Given text:
"""

Phoneme segmentation
In a recent comment, James Salsman wrote “SAPI 4.0a had phoneme segmentation” and he asks that we put it back into our newer APIs. (You can see more about SAPI 4 here).
It’s been a long time since we made an API with this functionality. I’m curious to know whether anybody else would like to see this, and just as importantly, what scenarios it would enable for you.
Comments
- Anonymous
February 22, 2005
by phoneme segmentation, do you mean i would say "hello" and it would return some string like "HH AH L OW"? this would be kind of like the InkDivider class in the Tablet API.
if so ... how about for speech therapy or learning a new language? i could speak the word the way i thought it was pronounced, and SAPI could return the phonemes that it heard. then my app could compare it against what it expected and correct me. if it returned what phoneme was stressed, as well as confidence ... then you could do cooler stuff. e.g. give them some rating about how much they sound like a native speaker.
or if i could get access to the phonemes as wav segments (or timings) for the actual wav, then maybe i could muck with those wav segments and write some sort of speaker verification biometric? - Anonymous
February 23, 2005
Casey mentioned the educational uses that I'm most interested in. Enabling the ability to more effectively teach beginning reading or a second language is very important. With phoneme segmentation, you can zoom in on pronunciation errors, and compare likely alternatives to each phoneme in a word, pinpointing mispronunciations. My product ( www.readsay.com/pro.htm ) does this.
However, there are other industrial applications. Suppose you have a vocabulary of 1,000 names, 10 pairs of which are similar enough that wrong numbers are unacceptably frequent. You can use phoneme segmentation to "zoom in" on the most discriminant portion of each of the 20 suspect names, using a second pass recognition on the discriminant segment (and the nerighboring phonemes; in my experience trying to do recognition on a single phoneme segment hardly ever works) to make the final decision.
Another example is use by the speech scientists who use recognition to automate manual speech transcription. It is much easier and more reliable to have two human proofreadings of the same imperfect machine transcription (and resolve any conflicts with a third) than it is to have human(s) do the entire transcription by hand.
For a completely unrelated example, phoneme segmentation can help animators automate mouth movements keyed to a voice recording. The dollar size of the animation industry is probably bigger than the speech-based educational software, IVR, and speech science industries combined. - Anonymous
February 24, 2005
The comment has been removed

"""

Data shown:

"""

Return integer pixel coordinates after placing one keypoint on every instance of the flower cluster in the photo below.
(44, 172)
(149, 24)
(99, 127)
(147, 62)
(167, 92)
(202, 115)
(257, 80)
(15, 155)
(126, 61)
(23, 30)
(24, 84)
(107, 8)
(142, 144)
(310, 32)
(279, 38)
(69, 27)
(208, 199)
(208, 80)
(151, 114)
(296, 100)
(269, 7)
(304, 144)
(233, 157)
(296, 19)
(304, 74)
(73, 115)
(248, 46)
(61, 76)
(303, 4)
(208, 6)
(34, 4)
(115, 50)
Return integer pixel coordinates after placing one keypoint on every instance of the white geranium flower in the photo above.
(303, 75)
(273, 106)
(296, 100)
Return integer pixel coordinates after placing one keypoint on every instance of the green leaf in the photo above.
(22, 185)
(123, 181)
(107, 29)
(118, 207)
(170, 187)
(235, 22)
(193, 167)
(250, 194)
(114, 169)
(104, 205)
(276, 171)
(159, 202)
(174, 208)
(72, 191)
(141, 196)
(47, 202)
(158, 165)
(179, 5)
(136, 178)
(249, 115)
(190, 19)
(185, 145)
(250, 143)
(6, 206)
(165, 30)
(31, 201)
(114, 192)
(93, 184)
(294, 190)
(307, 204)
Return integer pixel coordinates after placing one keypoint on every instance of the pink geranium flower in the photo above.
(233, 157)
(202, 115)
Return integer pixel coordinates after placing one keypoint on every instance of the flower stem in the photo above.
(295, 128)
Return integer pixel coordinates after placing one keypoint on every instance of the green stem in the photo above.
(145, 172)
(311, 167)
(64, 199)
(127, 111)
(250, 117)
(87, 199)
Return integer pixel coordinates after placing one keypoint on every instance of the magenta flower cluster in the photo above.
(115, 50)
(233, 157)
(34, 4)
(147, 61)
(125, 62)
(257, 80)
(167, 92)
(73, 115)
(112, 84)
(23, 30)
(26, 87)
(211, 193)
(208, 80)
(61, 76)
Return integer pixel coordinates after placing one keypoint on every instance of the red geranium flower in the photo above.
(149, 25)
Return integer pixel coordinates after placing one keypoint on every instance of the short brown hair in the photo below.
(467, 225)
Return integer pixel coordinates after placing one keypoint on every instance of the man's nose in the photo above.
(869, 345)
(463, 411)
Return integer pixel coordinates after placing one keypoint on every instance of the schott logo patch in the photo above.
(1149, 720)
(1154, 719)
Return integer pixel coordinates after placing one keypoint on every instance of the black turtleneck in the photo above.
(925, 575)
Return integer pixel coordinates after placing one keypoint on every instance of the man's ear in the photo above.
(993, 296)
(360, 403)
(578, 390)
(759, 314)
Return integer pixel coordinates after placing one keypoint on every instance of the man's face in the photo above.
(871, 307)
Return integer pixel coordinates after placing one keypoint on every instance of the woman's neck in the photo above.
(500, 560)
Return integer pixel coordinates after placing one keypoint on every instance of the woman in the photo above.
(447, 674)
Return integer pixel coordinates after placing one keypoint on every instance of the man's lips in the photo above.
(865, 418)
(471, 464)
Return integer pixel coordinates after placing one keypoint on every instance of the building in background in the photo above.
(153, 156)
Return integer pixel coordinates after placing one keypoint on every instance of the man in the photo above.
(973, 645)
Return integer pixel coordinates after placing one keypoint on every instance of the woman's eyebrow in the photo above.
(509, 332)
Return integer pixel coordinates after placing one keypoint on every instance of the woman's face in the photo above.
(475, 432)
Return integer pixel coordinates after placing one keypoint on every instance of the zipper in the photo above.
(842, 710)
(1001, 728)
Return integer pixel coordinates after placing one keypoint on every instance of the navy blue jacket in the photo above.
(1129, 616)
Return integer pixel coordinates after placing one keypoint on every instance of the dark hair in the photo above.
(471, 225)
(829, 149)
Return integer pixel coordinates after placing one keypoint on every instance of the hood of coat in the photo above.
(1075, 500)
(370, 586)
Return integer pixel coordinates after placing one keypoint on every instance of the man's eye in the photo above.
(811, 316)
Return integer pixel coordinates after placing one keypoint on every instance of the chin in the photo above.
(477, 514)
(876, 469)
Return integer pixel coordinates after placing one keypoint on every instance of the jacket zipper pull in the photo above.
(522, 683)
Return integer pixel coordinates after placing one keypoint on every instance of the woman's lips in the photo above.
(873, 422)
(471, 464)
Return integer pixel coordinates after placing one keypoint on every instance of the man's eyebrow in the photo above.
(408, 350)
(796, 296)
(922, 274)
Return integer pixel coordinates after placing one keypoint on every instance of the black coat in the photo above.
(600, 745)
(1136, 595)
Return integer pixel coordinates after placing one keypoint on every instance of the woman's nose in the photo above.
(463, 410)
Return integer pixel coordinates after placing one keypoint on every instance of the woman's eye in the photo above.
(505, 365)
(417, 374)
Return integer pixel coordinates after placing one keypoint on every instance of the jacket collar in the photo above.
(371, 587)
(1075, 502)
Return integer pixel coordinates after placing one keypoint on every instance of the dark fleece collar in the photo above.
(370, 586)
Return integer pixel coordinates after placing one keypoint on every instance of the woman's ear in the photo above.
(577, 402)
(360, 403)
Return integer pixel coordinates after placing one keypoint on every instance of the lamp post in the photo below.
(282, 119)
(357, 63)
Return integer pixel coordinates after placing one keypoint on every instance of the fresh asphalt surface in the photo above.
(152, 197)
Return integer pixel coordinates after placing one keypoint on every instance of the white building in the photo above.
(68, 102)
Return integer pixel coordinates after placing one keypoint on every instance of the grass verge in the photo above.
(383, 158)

"""

What is needed:
Decide whether each statement below agrees with the text on phoneme segmentation. Answer yes or no for each, and quote the deciding words from the text.
1. The post was prompted by a comment from James Salsman asking for phoneme segmentation to be put back into newer APIs.
2. One commenter finds that running recognition on a single phoneme segment usually works well.
3. One commenter estimates that the animation industry is smaller than the speech-based educational software industry.

Answer space:
1. Yes: "In a recent comment, James Salsman wrote “SAPI 4.0a had phoneme segmentation” and he asks that we put it back into our newer APIs."
2. No: "in my experience trying to do recognition on a single phoneme segment hardly ever works"
3. No: "The dollar size of the animation industry is probably bigger than the speech-based educational software, IVR, and speech science industries combined."